> **What you will do**: Filter the data below, copying every line that contains the string "dining".

[BEGIN Raw records]

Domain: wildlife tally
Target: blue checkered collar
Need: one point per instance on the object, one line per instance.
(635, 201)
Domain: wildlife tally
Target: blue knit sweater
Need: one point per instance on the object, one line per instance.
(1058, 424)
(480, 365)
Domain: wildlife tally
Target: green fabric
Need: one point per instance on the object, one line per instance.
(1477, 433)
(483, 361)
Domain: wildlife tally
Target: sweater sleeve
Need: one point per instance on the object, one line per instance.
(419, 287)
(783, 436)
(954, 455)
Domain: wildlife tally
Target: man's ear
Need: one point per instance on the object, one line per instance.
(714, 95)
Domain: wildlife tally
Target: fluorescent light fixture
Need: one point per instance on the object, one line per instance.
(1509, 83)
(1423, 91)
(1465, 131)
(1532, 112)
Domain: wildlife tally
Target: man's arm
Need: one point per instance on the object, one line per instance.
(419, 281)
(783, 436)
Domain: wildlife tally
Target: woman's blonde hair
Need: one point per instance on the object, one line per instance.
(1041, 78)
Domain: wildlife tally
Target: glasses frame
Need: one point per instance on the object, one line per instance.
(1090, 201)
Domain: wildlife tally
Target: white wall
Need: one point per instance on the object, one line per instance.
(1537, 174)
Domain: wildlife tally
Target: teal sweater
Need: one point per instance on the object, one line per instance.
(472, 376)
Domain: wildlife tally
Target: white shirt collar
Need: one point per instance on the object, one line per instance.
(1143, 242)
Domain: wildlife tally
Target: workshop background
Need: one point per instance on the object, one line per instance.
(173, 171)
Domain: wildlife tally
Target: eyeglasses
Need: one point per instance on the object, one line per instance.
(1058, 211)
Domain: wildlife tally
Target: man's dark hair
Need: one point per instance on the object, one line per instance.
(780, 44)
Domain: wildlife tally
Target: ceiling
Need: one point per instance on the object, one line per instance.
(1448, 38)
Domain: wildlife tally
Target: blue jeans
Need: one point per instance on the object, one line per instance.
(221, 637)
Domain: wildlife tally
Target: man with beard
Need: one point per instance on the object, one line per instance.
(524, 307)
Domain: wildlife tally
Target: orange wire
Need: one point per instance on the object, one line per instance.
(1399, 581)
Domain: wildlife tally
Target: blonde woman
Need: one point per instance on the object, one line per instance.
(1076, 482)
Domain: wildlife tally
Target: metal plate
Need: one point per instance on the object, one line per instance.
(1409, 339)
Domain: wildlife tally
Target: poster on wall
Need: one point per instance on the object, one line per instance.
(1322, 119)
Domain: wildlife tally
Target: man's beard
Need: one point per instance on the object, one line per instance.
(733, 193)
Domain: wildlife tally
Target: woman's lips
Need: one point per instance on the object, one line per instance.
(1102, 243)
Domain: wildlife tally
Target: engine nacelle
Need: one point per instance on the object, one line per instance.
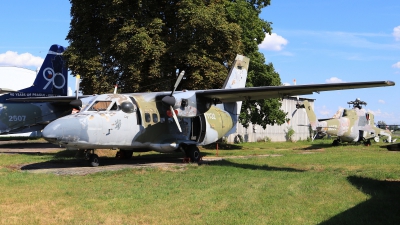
(189, 105)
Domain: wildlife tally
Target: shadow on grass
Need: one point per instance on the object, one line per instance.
(392, 147)
(222, 146)
(70, 159)
(383, 207)
(251, 166)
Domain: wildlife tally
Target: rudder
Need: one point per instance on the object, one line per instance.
(52, 78)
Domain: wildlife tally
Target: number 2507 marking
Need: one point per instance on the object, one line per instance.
(16, 118)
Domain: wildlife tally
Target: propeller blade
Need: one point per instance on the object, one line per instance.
(178, 81)
(175, 118)
(78, 81)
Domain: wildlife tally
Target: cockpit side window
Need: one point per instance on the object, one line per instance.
(100, 106)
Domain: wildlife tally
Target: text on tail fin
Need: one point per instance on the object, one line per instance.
(238, 74)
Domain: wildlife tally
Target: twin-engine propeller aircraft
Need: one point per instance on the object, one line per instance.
(51, 80)
(348, 125)
(168, 121)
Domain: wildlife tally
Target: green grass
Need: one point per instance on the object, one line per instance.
(308, 183)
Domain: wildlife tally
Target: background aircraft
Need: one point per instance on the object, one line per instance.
(168, 121)
(51, 80)
(348, 125)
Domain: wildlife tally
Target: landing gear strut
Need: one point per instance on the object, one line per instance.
(124, 154)
(92, 158)
(193, 152)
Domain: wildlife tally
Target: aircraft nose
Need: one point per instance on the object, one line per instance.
(52, 131)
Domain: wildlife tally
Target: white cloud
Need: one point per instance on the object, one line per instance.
(333, 80)
(273, 42)
(396, 33)
(11, 58)
(396, 65)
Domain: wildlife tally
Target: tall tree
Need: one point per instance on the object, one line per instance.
(141, 45)
(246, 13)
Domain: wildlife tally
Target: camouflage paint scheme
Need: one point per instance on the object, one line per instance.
(51, 80)
(144, 121)
(349, 125)
(148, 126)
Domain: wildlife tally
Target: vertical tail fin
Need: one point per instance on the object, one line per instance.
(236, 79)
(311, 115)
(238, 74)
(52, 77)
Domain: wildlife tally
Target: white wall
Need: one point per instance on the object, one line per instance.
(16, 78)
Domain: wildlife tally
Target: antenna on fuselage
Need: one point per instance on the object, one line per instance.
(115, 88)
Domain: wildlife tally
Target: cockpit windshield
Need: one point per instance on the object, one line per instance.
(100, 106)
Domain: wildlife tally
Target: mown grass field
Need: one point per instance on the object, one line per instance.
(296, 183)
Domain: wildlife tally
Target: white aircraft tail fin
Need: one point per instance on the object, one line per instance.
(238, 74)
(311, 115)
(237, 77)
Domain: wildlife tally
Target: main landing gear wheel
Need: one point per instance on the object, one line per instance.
(193, 152)
(94, 160)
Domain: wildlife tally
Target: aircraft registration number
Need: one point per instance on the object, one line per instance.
(210, 116)
(15, 118)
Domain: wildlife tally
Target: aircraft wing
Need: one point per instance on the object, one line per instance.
(6, 90)
(254, 93)
(61, 99)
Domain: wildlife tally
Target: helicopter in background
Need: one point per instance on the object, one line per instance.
(348, 125)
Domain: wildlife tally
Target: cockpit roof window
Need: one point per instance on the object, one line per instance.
(100, 106)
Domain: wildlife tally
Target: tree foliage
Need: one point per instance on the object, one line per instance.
(141, 45)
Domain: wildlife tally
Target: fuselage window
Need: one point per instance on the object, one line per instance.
(100, 106)
(147, 117)
(114, 107)
(155, 118)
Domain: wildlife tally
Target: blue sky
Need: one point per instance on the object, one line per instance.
(312, 42)
(338, 41)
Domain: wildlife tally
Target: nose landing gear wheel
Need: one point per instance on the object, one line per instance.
(94, 160)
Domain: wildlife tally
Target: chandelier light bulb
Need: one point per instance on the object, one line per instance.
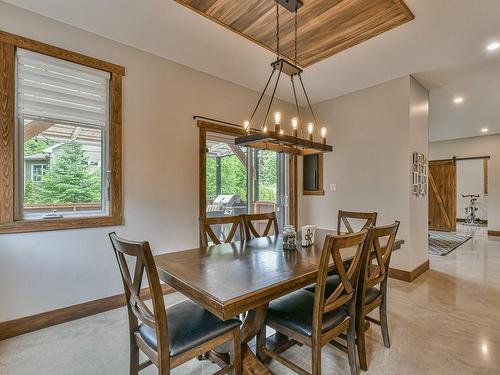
(277, 117)
(323, 135)
(310, 128)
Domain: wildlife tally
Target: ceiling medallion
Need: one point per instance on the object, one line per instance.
(276, 139)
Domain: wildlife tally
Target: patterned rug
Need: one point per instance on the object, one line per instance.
(441, 243)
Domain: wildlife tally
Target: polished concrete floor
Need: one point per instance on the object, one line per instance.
(445, 322)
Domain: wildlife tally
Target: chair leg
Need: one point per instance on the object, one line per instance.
(383, 323)
(360, 333)
(351, 347)
(316, 359)
(235, 353)
(134, 357)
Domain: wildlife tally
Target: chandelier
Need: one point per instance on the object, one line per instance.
(273, 136)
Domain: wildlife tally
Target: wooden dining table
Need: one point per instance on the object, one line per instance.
(243, 277)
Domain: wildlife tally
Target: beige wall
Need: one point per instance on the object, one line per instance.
(48, 270)
(488, 145)
(373, 137)
(419, 142)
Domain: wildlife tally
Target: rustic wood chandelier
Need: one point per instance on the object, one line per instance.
(276, 139)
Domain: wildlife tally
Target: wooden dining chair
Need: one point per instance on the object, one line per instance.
(169, 337)
(344, 216)
(207, 232)
(317, 319)
(249, 221)
(373, 287)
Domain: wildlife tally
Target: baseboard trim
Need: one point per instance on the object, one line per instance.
(460, 220)
(408, 276)
(32, 323)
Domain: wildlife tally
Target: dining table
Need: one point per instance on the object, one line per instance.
(241, 278)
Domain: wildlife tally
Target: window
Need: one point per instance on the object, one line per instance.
(37, 171)
(235, 180)
(62, 111)
(64, 133)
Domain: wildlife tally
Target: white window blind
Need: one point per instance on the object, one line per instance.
(55, 89)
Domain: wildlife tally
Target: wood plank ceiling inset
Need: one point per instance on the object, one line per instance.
(326, 27)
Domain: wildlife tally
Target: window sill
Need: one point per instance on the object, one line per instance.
(22, 226)
(313, 192)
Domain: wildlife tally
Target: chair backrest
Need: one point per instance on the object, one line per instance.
(346, 290)
(207, 232)
(140, 257)
(376, 270)
(250, 219)
(344, 216)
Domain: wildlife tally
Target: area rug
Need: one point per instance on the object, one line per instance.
(441, 243)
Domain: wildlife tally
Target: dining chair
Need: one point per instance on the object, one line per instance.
(168, 337)
(373, 287)
(249, 221)
(207, 232)
(344, 216)
(315, 320)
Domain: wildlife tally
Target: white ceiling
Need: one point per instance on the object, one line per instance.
(479, 84)
(445, 33)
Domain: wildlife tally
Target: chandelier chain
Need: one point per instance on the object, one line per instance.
(309, 105)
(295, 46)
(277, 31)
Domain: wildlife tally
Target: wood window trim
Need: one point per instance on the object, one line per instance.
(8, 45)
(320, 190)
(205, 127)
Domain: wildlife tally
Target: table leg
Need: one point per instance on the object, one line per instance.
(251, 326)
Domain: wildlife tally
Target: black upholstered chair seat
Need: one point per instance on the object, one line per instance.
(189, 325)
(333, 281)
(295, 311)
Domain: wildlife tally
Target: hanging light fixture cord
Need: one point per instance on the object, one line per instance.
(277, 31)
(295, 44)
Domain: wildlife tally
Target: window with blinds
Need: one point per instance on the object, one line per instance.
(63, 120)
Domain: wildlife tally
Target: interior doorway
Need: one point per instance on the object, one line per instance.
(443, 195)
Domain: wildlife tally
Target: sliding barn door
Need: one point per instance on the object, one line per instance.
(443, 195)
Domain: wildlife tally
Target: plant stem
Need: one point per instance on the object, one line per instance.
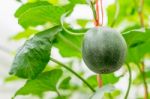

[END Raw records]

> **Written answer**:
Target: wooden dining table
Target: wooden dining chair
Target: dining table
Target: dining chair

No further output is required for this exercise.